# Written exercise
Which browsers does the piece on structured writing and search say the writer uses to check their work?

Structured Writing, Structured Search
The theme of my talk last month at the Open Source Content Management conference (OSCOM) was: "Everything you need to know about content management, you (should have) learned in grade school." I spent a lot of time talking about why and how to use URIs and HTML document titles in principled ways. These two namespaces are metadata stores that we typically fail to manage, but that can deliver powerful benefits.
I should have moved more quickly through that material, though, because what I really wanted to highlight was the same idea as applied to the XHTML namespace. In The Semantic Blog I suggested that we could achieve much more with simple XHTML content than we currently do. Two months down the road, the picture's a bit clearer than it was.
In that column, I said that I was going to start including an <xhtml:body> element in my RSS feed. Now that it's been in place for two months, I admit it hasn't been entirely smooth sailing. I did work out how to use HTML Tidy to clean up the stuff I post through Radio UserLand. But in the end, that's not quite satisfactory. If the goal is to produce clean XHTML, you want more interaction than Tidy affords. Currently I wind up checking my work in an XML-savvy browser: IE or Mozilla. I'd like to be able to toggle between XML and HTML modes, but haven't sorted that out yet.
We are still in desperate need of lightweight WYSIWYG editing components that make XHTML useful to non-emacs-using (i.e. normal) people. I keep hearing about new efforts -- most recently, Mozile -- but so far, I've seen nothing that delivers the user experience I enjoyed back in 1996 in the Netscape mail/news client. It's fascinating to look back on this 1999 article, a condensation of my book. On the one hand, blogs have utterly reshaped collaborative knowledge management, which I then envisioned in terms of NNTP. On the other hand, the authoring capabilities I enjoyed then somehow elude us today. In a section of that article, subtitled "Not Your Grandfather's Newsreader," I wrote:
Communicator's Messenger and Internet Explorer's Outlook Express can both render and compose HTML. The mail/news composer in either product is a good-enough HTML authoring tool -- not for snazzy production Web pages, but for the kinds of office documents that people typically create. You can, in a WYSIWYG manner, compose HTML that uses tables, inline images (which can be dragged and dropped into place), hyperlinks, fonts, and color. You can't do these things in Usenet postings, because many people don't run HTML-aware mail/news clients. But rich messaging is entirely appropriate on a LAN or intranet where Communicator or IE is universally deployed.

# Extracted information
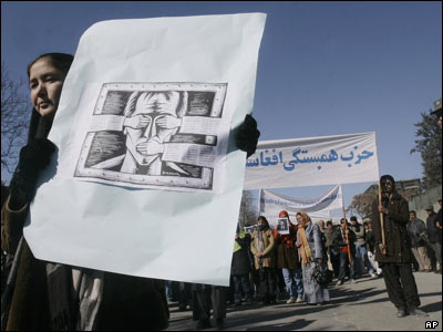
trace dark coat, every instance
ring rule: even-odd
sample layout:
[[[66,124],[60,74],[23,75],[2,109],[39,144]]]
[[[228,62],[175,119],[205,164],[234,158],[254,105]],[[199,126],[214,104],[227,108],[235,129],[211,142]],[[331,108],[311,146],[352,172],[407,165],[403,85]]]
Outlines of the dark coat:
[[[371,251],[372,253],[374,252],[375,248],[375,237],[373,235],[373,229],[368,229],[365,234],[365,241],[367,241],[367,250]]]
[[[411,240],[408,236],[406,225],[409,222],[408,201],[398,193],[392,194],[392,198],[385,199],[383,206],[389,214],[384,215],[384,236],[387,255],[382,255],[379,243],[382,242],[381,224],[379,212],[379,198],[372,203],[372,229],[375,238],[375,260],[380,263],[411,262]]]
[[[38,113],[33,111],[30,138],[39,136],[40,132],[43,133],[40,136],[45,137],[49,129],[50,125],[44,121],[40,122]],[[23,234],[29,207],[25,205],[21,210],[10,210],[9,199],[10,196],[1,209],[1,247],[4,251],[14,253]],[[64,267],[71,272],[71,267]],[[104,272],[103,279],[97,330],[158,331],[167,328],[169,310],[163,281],[111,272]],[[72,287],[72,277],[69,280]],[[7,330],[51,331],[54,322],[50,319],[49,303],[47,262],[34,258],[23,239]],[[79,311],[76,307],[73,304],[70,308],[73,315]]]
[[[429,216],[426,219],[427,238],[431,243],[439,242],[440,240],[439,232],[441,232],[441,230],[439,229],[439,227],[436,227],[436,221],[437,215],[435,212],[432,212],[432,215]]]
[[[236,239],[241,249],[233,253],[230,274],[246,274],[250,271],[251,261],[249,258],[250,235],[246,234],[243,239]]]
[[[411,247],[424,247],[426,242],[422,238],[422,234],[426,232],[426,226],[422,219],[415,218],[413,220],[409,220],[406,225],[408,235],[411,239]]]
[[[297,241],[297,226],[291,225],[289,235],[281,236],[275,232],[277,267],[279,269],[301,269]]]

# Task response
IE or Mozilla, as XML-savvy browsers.